■ **YOUR INSTRUCTIONS**: Locate every line in the records below that contains the word "water", and copy each of those lines.

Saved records
....
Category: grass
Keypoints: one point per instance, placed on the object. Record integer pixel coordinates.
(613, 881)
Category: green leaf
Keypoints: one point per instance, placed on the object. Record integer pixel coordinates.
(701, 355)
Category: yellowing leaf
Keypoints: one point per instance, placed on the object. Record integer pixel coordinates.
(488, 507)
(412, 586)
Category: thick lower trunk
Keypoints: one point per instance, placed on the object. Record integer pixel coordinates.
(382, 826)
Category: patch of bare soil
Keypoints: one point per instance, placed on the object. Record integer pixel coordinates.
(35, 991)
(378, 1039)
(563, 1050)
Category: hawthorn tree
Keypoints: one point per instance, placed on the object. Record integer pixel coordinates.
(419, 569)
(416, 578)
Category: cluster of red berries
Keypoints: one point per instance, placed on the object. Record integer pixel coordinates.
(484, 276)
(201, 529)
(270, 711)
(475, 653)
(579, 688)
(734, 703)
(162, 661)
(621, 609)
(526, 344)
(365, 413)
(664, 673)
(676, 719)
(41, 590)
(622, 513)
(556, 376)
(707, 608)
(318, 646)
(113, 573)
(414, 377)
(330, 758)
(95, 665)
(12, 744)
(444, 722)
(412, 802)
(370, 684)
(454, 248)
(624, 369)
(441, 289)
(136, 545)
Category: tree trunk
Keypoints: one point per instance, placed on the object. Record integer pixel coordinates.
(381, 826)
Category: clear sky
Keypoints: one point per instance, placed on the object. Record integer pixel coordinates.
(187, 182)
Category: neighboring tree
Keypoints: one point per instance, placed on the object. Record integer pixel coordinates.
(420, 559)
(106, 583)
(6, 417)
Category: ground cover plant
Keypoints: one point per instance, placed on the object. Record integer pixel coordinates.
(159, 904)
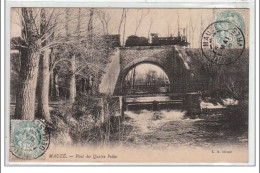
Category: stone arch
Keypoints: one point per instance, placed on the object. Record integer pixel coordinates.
(129, 67)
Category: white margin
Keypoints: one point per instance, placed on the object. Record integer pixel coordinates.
(5, 67)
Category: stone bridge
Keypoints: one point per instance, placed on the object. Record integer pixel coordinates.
(168, 58)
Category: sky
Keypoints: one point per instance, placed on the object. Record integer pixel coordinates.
(165, 22)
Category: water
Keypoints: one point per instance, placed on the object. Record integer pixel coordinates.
(173, 128)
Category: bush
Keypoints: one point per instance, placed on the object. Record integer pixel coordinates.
(88, 120)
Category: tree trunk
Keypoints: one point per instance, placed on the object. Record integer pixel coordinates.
(72, 90)
(25, 102)
(43, 86)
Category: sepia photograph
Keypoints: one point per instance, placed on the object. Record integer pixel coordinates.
(129, 85)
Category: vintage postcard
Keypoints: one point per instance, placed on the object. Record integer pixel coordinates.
(129, 85)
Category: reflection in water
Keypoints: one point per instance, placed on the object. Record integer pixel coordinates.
(173, 128)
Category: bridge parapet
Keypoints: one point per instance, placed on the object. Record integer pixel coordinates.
(109, 80)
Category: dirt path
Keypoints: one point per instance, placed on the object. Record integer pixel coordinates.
(171, 128)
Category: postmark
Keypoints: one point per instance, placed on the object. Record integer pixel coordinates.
(222, 42)
(29, 139)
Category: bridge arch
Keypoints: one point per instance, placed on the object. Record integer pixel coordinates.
(166, 57)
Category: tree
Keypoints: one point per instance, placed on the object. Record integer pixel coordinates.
(37, 38)
(28, 47)
(104, 17)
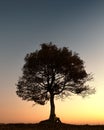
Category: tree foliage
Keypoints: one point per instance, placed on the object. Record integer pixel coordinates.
(52, 71)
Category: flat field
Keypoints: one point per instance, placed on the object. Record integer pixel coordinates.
(50, 127)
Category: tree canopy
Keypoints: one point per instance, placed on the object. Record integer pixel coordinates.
(51, 72)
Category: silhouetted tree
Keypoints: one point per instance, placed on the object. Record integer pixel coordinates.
(51, 72)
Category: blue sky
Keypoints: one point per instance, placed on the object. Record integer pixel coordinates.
(25, 24)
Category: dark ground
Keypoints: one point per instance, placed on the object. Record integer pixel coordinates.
(59, 126)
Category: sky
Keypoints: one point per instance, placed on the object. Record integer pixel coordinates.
(76, 24)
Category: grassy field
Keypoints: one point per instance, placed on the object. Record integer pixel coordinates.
(49, 127)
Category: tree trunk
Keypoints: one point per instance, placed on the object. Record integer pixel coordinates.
(52, 108)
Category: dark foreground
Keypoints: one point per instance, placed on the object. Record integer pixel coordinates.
(60, 126)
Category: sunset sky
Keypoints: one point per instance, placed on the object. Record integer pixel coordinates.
(76, 24)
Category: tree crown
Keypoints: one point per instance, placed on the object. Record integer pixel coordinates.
(52, 70)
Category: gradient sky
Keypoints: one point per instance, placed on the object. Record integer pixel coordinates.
(76, 24)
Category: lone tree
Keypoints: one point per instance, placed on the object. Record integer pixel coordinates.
(51, 72)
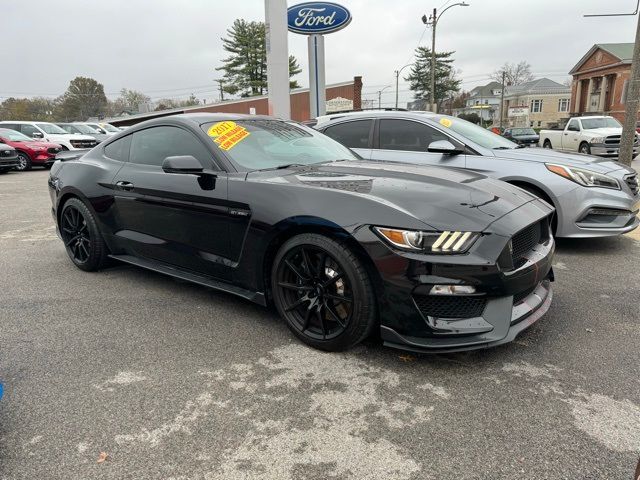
....
■ **SOLUTION TO THIS TASK**:
Category: water
Category: reflection in water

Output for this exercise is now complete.